# [KUTIPAN TEKS]
Dalam keadaan darurat bencana maka para Anggota TNI, POLRI, ASN Medis, dan lain sebagainya sesuai undang-undang masing-masing wajib melakukan kegiatan dalam penanggulangan bencana.  Polisi bertugas melindungi jiwa raga dan harta masyarakat dari bencana (Ps 14-1 UU 2/2002). Pemerintah Pusat atau Pemerintah Daerah dapat mengeluarkan pembiayaan, yang belum dialokasikan dalam APBN / APBD (Ps 27 UU 17/2003). TNI ikut membantu penanggulangn akibat bencana, pengungsian, dan bantuan kemanusiaan (UU 34/2004). Pemerintah Daerah Provinsi atau Pemerintah Aceh dan Pemkab/Pemko wajib menangani / penanggulangan korban bencana alam dan sosial (UU No 23 Tahun 2014 jontho Ps 223 ; 1 UU No 11 Tahun 2006). Pemerintah wajib menjamin pemenuhan hak masyarakat dan pengungsi yang terkena bencana secara adil sesuai standar pelayanan minimum. Pemulihan kondisi dampak bencana, dan penetapan status tingkatan bencana. (Ps 7 & 8 UU 24/2007). Pelayanan kesehatan harus diberikan pada korban bencana (UU 36/2009).

III

Terdapat begitu banyak aspek hukum terkait dengan kebencanaan, baik bagi korban, keluarga korban, komunitas korban, pemerintahan desa, pemerintahan daerah, hingga pemerintah pusat maupun terhadap multipihak lainnya. Secara sederhana permasalahan hukum terkait  kebencanaan meliputi aspek-aspek dalam :

  1. Hukum Administrasi Pemerintah
  2. Hukum Perdata, dan
  3. Hukum Pidana 

 

Aspek Hukum Administrasi

Hukum Administrasi Negara adalah peraturan-peraturan mengenai segala hal ihwal penyelenggaran negara yang dilakukan oleh aparatur negara guna mencapai tujuan negara dan tujuan dibentuknya pemerintah. Aspek hukum administrasi meliputi semua hal yang menjadi urusan dan kewenangan pemerintahan, yang dalam hal ini  terkait dengan upaya penanggulangan bencana, baik pada fase pra bencana (mitigasi, edukasi, prevensi, dll), fase tanggap darurat (evakuasi, identifikasi, verifikasi, dll) maupun fase rehabilitasi dan rekonstruksi. 

Aspek hukum administrasi yang relevan dengan permasalahan kebencanaan, yang meliputi persoalan, antara lain :

  1. Mitigasi
  2. Kesiapsiagaan  
  3. aksi cepat tanggap darurat (evakuasi)
  4. perlindungan korban dan hartanya
  5. Pelayanan publik barang dan jasa untuk korban
  6. Pelayanan administrasi (sertifikat, ijazah, KTP, surat keterangan,  dll)

# [DATA TERSIMPAN]
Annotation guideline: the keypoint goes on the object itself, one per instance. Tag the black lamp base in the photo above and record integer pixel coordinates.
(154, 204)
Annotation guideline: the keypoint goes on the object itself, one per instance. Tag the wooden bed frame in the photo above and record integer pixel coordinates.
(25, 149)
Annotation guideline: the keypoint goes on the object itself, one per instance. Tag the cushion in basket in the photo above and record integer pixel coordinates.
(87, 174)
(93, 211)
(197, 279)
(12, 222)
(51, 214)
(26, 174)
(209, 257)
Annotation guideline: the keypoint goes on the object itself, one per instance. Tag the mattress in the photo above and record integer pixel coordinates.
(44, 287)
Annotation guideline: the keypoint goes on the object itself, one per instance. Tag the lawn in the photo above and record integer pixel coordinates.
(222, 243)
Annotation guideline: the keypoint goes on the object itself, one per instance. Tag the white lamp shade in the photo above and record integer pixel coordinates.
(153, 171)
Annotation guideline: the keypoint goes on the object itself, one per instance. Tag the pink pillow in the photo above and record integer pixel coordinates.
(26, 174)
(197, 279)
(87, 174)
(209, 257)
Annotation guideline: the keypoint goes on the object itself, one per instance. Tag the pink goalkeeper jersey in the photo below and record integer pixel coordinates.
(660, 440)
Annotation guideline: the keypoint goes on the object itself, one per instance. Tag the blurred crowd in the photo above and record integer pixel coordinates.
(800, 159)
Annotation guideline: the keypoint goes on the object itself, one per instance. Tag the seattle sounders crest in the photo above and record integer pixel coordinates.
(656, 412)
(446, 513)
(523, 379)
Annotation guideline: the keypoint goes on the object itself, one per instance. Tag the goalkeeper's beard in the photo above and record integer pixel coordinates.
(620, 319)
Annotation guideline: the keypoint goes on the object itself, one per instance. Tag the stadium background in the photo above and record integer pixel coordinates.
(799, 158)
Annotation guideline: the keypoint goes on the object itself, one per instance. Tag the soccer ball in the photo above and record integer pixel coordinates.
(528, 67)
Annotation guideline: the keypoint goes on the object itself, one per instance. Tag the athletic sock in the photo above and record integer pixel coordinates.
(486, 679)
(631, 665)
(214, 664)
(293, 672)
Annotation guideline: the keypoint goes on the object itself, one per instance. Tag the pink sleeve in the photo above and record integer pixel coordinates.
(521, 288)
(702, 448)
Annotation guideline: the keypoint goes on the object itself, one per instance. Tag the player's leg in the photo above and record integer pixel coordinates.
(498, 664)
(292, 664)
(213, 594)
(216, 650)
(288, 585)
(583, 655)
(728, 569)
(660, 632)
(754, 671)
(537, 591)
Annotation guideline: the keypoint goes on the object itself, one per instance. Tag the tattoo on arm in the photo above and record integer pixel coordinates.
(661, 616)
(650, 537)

--

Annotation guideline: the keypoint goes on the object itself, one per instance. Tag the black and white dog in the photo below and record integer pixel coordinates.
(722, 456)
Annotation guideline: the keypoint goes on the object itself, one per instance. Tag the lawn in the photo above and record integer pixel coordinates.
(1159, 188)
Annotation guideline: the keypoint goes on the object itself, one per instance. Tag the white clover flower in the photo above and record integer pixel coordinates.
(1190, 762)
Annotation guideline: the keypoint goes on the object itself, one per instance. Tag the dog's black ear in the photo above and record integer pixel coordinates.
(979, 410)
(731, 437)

...

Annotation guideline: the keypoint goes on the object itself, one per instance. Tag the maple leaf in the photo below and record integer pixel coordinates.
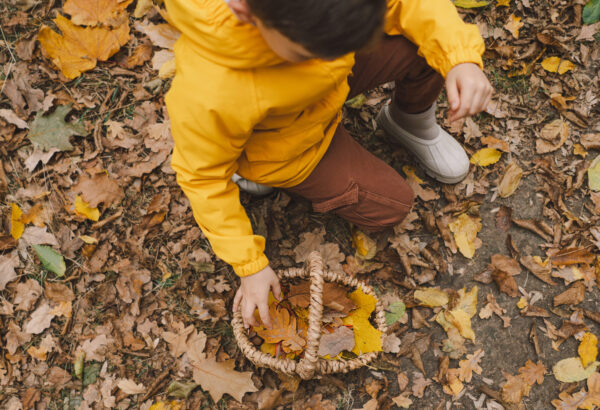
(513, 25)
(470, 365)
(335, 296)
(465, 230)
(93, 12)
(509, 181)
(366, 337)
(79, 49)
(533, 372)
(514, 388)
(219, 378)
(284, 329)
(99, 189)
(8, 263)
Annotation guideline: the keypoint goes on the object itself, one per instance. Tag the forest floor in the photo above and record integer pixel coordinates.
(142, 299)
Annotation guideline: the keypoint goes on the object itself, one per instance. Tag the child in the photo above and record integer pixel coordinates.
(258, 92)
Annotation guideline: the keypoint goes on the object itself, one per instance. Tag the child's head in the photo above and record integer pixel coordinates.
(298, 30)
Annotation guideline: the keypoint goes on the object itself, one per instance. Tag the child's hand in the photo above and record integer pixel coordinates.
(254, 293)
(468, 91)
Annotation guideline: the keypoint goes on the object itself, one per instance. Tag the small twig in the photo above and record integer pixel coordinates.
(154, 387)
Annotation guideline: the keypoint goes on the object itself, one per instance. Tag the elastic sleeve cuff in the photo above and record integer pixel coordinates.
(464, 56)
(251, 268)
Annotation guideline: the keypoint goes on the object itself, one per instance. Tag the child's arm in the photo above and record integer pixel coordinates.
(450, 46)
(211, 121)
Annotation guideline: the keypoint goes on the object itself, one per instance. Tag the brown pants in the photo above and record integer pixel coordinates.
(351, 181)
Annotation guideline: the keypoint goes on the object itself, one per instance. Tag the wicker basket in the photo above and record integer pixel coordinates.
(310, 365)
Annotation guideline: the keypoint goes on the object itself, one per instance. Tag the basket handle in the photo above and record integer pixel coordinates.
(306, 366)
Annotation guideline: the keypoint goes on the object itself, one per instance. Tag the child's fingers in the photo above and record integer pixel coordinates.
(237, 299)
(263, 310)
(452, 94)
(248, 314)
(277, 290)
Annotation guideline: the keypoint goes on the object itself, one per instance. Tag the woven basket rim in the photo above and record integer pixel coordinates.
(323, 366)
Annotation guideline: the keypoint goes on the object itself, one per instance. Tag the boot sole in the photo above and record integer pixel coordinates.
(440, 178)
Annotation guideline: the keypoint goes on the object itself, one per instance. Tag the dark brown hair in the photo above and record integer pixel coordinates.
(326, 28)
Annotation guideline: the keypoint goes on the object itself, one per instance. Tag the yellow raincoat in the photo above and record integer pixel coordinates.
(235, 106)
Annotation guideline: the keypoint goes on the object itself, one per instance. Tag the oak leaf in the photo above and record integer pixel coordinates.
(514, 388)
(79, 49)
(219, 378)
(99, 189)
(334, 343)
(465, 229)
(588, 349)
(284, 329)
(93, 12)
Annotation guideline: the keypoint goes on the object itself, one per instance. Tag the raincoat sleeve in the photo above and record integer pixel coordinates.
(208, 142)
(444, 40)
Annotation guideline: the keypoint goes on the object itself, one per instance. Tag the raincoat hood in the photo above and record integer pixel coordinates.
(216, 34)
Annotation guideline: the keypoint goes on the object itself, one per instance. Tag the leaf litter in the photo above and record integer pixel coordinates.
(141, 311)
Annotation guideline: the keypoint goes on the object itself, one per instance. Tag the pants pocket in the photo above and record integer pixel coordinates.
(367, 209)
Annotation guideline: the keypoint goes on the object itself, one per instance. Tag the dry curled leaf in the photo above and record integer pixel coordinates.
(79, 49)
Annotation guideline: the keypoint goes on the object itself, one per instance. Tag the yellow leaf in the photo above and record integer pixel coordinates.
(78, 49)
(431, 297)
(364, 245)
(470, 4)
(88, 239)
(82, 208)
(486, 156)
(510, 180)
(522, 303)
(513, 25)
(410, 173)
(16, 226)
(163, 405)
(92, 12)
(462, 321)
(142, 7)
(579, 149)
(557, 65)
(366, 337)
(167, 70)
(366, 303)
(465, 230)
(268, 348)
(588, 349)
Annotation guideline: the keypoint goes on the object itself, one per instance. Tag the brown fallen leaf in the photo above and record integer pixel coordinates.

# [SOAL LATIHAN]
Untuk tiap pernyataan berikut, jawab ya atau tidak apakah pernyataan itu sesuai dengan kutipan tentang aspek hukum bencana, lalu sertakan kata-kata penentunya yang dikutip persis dari kutipan itu.
(a) Polisi bertugas melindungi jiwa raga dan harta masyarakat dari bencana.
(b) Pelayanan kesehatan bagi korban bencana dikaitkan dengan UU 34/2004.
(c) Evakuasi termasuk dalam fase tanggap darurat.

# [JAWABAN BENAR]
(a) Ya. "Polisi bertugas melindungi jiwa raga dan harta masyarakat dari bencana"
(b) Tidak. "Pelayanan kesehatan harus diberikan pada korban bencana (UU 36/2009)"
(c) Ya. "fase tanggap darurat (evakuasi, identifikasi, verifikasi, dll)"